Given task
Starting with the line containing "the crucifix, returning" and going on through the end of the data below, write out every line again. Leave each line as it is, except increase every coordinate in the answer points by 6.

Supplied information

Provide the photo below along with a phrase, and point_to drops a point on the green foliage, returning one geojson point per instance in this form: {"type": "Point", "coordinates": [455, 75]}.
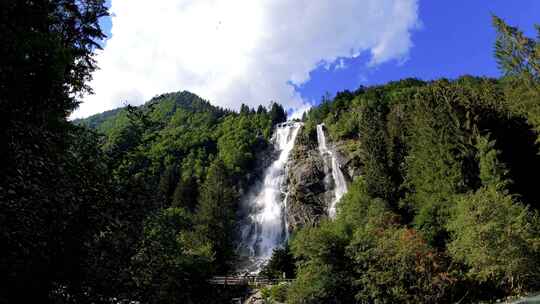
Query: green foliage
{"type": "Point", "coordinates": [280, 265]}
{"type": "Point", "coordinates": [215, 216]}
{"type": "Point", "coordinates": [172, 264]}
{"type": "Point", "coordinates": [395, 265]}
{"type": "Point", "coordinates": [497, 238]}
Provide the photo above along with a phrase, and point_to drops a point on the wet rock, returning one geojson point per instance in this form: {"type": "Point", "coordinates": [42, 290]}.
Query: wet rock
{"type": "Point", "coordinates": [307, 203]}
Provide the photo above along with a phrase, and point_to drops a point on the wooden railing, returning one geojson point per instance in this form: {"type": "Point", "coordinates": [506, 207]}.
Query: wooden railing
{"type": "Point", "coordinates": [246, 280]}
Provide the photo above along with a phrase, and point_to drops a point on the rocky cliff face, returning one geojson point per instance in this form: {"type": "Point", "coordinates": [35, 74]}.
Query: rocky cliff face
{"type": "Point", "coordinates": [307, 202]}
{"type": "Point", "coordinates": [309, 192]}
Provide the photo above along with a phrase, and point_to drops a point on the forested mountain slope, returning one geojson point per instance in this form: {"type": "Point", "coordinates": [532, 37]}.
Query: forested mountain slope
{"type": "Point", "coordinates": [140, 203]}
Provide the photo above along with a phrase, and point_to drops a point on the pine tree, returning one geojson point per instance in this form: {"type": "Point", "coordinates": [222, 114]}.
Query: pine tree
{"type": "Point", "coordinates": [216, 213]}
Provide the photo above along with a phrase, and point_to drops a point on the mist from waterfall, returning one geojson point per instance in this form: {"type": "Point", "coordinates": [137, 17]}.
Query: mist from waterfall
{"type": "Point", "coordinates": [331, 164]}
{"type": "Point", "coordinates": [265, 225]}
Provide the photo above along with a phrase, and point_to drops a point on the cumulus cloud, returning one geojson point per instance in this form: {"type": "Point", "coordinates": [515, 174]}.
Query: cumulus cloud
{"type": "Point", "coordinates": [240, 51]}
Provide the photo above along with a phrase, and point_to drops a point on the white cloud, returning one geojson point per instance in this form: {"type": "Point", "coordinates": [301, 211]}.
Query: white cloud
{"type": "Point", "coordinates": [234, 51]}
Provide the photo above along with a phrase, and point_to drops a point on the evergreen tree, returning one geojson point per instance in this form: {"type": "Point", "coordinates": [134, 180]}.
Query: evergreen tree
{"type": "Point", "coordinates": [216, 213]}
{"type": "Point", "coordinates": [277, 113]}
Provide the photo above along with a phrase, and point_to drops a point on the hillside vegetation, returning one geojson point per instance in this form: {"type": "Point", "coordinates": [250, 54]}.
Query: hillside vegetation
{"type": "Point", "coordinates": [140, 203]}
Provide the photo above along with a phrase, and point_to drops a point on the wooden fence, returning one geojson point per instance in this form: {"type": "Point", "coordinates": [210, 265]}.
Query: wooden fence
{"type": "Point", "coordinates": [246, 280]}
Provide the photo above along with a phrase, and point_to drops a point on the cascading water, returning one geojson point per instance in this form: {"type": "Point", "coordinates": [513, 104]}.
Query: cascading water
{"type": "Point", "coordinates": [328, 156]}
{"type": "Point", "coordinates": [265, 227]}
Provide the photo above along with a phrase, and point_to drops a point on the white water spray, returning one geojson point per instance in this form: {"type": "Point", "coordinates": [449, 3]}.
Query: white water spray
{"type": "Point", "coordinates": [266, 224]}
{"type": "Point", "coordinates": [340, 185]}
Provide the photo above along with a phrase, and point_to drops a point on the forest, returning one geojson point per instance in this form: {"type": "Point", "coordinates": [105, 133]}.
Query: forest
{"type": "Point", "coordinates": [141, 203]}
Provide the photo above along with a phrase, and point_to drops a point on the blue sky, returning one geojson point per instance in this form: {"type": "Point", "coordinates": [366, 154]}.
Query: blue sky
{"type": "Point", "coordinates": [453, 40]}
{"type": "Point", "coordinates": [233, 52]}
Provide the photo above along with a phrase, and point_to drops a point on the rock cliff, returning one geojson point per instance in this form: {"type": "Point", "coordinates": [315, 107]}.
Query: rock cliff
{"type": "Point", "coordinates": [307, 202]}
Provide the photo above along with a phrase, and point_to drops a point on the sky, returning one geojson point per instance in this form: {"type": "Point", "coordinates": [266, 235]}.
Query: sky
{"type": "Point", "coordinates": [242, 51]}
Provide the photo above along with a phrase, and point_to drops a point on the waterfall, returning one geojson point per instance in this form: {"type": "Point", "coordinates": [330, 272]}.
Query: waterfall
{"type": "Point", "coordinates": [265, 225]}
{"type": "Point", "coordinates": [331, 162]}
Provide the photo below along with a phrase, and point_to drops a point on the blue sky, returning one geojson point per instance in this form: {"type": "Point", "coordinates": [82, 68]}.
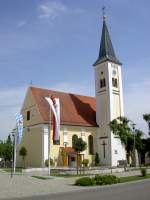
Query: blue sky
{"type": "Point", "coordinates": [54, 44]}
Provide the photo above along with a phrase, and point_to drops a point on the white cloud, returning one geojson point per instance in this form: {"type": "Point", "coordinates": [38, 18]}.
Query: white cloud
{"type": "Point", "coordinates": [10, 102]}
{"type": "Point", "coordinates": [50, 10]}
{"type": "Point", "coordinates": [137, 99]}
{"type": "Point", "coordinates": [21, 23]}
{"type": "Point", "coordinates": [53, 9]}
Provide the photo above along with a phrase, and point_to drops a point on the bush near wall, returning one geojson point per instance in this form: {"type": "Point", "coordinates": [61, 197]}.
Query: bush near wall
{"type": "Point", "coordinates": [97, 180]}
{"type": "Point", "coordinates": [85, 181]}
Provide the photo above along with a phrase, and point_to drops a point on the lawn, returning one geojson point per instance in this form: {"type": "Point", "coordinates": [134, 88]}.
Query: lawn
{"type": "Point", "coordinates": [133, 178]}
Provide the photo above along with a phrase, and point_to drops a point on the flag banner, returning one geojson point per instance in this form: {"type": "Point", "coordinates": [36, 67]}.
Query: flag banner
{"type": "Point", "coordinates": [55, 107]}
{"type": "Point", "coordinates": [19, 123]}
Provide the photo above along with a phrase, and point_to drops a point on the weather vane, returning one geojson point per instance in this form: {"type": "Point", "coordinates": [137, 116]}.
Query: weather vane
{"type": "Point", "coordinates": [104, 12]}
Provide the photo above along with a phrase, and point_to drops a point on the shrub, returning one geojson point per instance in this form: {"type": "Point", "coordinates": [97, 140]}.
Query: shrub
{"type": "Point", "coordinates": [85, 181]}
{"type": "Point", "coordinates": [51, 162]}
{"type": "Point", "coordinates": [97, 160]}
{"type": "Point", "coordinates": [98, 180]}
{"type": "Point", "coordinates": [106, 179]}
{"type": "Point", "coordinates": [143, 171]}
{"type": "Point", "coordinates": [85, 162]}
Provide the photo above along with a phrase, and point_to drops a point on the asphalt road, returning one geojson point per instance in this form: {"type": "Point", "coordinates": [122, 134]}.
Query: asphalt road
{"type": "Point", "coordinates": [128, 191]}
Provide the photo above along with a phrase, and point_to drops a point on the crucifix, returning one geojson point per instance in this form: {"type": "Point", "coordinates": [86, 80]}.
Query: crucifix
{"type": "Point", "coordinates": [104, 148]}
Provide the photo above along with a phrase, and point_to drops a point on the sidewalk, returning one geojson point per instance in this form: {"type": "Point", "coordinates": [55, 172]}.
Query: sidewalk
{"type": "Point", "coordinates": [25, 185]}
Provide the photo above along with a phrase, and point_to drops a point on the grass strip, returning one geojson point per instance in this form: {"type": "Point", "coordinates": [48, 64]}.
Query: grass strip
{"type": "Point", "coordinates": [133, 178]}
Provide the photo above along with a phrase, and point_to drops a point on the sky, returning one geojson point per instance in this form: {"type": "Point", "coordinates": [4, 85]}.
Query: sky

Exercise answer
Provide the photo above along with a phrase, and point_to drops a point on the crucifix, returning one geojson point per instance in this form: {"type": "Point", "coordinates": [86, 80]}.
Query: crucifix
{"type": "Point", "coordinates": [110, 154]}
Provide the photo above along with a phrase, and point_to drops a point on the sidewalk, returning one geojson point per instance in this form: {"type": "Point", "coordinates": [55, 172]}.
Query: sidewalk
{"type": "Point", "coordinates": [31, 191]}
Provide the photo above along with a phrase, and point_to drops a point on the grass strip, returning one geojson point per instance in this form: {"type": "Point", "coordinates": [48, 64]}.
Query: grass strip
{"type": "Point", "coordinates": [139, 184]}
Provide the photo above along with a phrase, and point_to drops a point on the sky, returning one geojson point per instance in this form: {"type": "Point", "coordinates": [4, 85]}.
Query: sky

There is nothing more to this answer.